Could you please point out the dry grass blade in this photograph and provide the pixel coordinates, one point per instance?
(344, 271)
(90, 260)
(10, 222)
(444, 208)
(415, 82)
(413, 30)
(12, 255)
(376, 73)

▶ Written problem: Put the lines of the records above into a Markdown table, one line per row, with the columns Number and Record line, skipping any blank lines.

▶ Correct response:
| Number | Record line |
|---|---|
| 1 | Could you please point out the dry grass blade in this photograph and provide the pixel coordinates, one point per instance? |
| 2 | (344, 271) |
| 3 | (90, 260) |
| 4 | (10, 222) |
| 5 | (444, 208) |
| 6 | (415, 82) |
| 7 | (413, 30) |
| 8 | (12, 255) |
| 9 | (376, 73) |